WORK ORDER: Locate each line of the data that contains the string "positive" and copy those lines. Case counts.

DATA EXCERPTS START

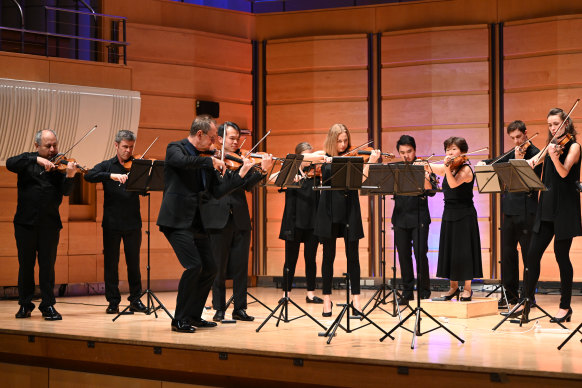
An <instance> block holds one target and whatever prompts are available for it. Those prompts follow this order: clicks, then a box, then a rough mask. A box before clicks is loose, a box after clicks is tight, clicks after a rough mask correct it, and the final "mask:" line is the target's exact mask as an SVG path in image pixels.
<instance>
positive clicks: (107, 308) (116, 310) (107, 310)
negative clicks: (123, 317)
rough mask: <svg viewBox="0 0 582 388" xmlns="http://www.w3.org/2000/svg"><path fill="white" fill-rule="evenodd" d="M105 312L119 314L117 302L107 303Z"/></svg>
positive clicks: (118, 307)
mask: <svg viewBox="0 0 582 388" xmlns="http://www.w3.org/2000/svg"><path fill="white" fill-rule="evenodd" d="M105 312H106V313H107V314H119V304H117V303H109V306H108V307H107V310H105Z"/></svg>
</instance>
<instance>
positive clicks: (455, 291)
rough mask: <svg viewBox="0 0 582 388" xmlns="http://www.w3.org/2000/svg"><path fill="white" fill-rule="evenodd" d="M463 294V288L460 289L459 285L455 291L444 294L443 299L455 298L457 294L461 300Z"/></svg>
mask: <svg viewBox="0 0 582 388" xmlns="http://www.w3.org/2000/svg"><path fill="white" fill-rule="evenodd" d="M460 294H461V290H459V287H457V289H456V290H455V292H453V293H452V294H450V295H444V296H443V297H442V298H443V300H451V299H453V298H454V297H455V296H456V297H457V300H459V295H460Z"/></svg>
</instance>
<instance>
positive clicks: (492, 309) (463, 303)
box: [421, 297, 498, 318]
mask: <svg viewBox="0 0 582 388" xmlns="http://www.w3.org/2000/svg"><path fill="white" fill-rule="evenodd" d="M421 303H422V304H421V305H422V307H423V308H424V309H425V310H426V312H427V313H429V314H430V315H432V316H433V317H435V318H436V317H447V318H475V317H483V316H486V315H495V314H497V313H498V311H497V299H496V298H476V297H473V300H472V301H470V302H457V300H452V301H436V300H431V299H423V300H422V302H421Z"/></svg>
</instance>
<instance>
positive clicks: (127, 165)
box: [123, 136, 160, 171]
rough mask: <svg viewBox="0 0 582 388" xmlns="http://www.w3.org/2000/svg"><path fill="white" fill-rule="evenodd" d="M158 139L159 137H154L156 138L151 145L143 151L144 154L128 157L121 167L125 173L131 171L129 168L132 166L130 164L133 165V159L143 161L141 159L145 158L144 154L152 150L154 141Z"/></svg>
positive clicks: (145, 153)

DATA EXCERPTS END
DATA EXCERPTS START

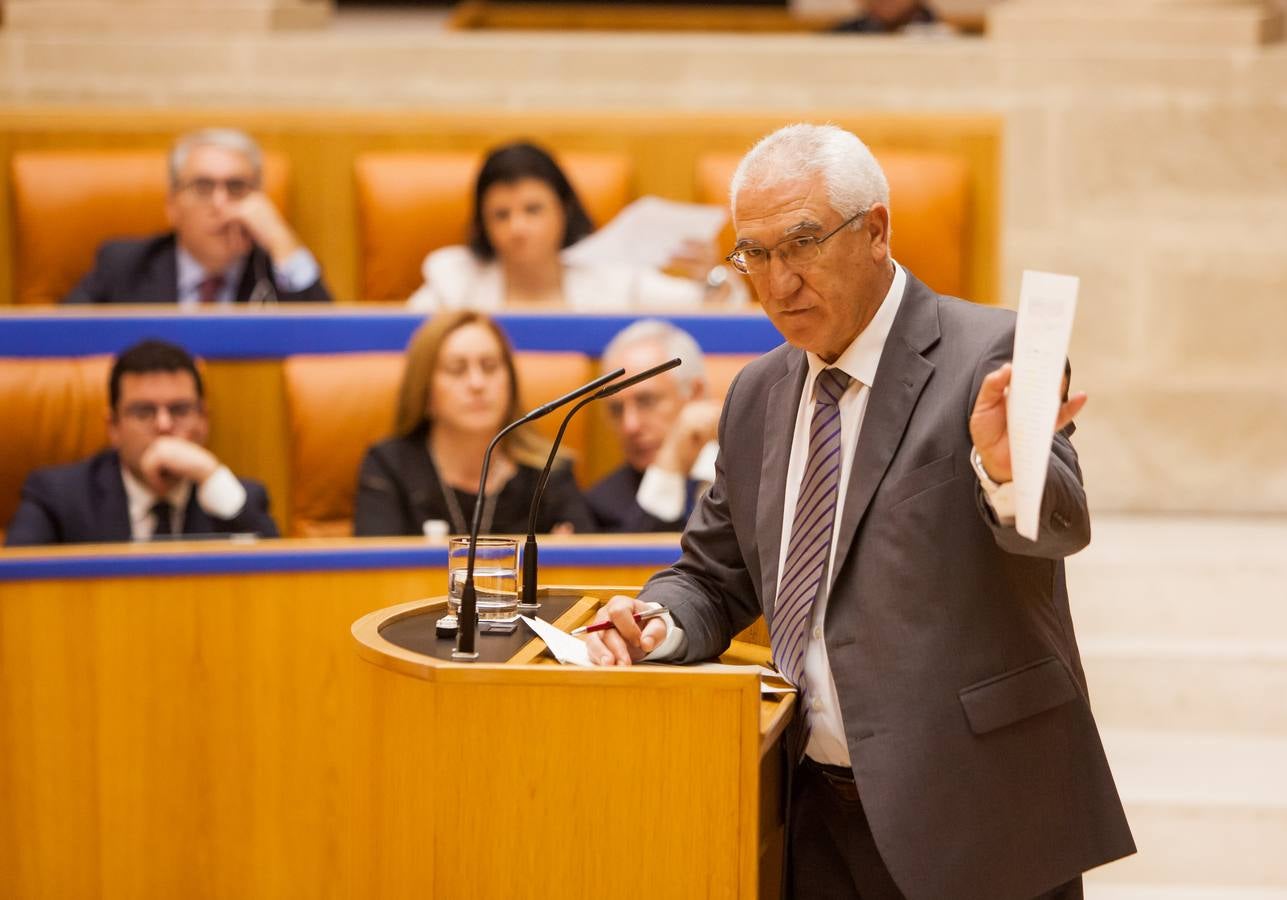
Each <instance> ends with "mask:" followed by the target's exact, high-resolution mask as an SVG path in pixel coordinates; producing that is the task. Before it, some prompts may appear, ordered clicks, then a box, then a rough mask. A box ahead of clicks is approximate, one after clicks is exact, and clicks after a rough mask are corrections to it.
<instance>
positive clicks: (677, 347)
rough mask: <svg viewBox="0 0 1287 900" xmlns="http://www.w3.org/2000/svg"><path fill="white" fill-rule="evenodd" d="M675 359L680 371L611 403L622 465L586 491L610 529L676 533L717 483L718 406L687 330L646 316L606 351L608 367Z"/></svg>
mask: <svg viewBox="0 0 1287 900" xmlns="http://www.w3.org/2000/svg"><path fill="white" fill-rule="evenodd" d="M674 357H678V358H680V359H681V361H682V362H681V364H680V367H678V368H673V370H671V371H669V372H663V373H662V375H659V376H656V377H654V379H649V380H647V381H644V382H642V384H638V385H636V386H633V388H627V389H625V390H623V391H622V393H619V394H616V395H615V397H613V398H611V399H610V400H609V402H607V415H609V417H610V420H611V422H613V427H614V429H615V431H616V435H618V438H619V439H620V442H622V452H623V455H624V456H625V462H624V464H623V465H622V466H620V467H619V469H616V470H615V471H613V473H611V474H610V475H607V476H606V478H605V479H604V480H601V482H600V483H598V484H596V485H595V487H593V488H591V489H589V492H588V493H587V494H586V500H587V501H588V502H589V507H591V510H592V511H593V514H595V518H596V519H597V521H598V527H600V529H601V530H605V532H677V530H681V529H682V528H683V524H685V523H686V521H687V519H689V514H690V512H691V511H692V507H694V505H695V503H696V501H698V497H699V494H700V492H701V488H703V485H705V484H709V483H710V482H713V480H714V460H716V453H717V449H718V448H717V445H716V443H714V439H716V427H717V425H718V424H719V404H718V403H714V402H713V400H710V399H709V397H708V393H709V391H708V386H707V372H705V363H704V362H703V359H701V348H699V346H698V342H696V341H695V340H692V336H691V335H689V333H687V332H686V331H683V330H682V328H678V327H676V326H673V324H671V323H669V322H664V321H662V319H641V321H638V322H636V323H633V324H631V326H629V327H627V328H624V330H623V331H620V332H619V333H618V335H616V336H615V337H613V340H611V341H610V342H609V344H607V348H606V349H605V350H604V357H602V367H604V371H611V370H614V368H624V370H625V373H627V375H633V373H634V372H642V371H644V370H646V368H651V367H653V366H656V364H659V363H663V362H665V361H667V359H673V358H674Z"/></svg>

DATA EXCERPTS END

YOUR RESPONSE:
positive clicks: (107, 308) (116, 310) (107, 310)
positive clicks: (118, 307)
positive clicks: (455, 291)
positive clicks: (492, 309) (463, 303)
positive clicks: (127, 165)
positive clicks: (145, 153)
positive clicks: (677, 347)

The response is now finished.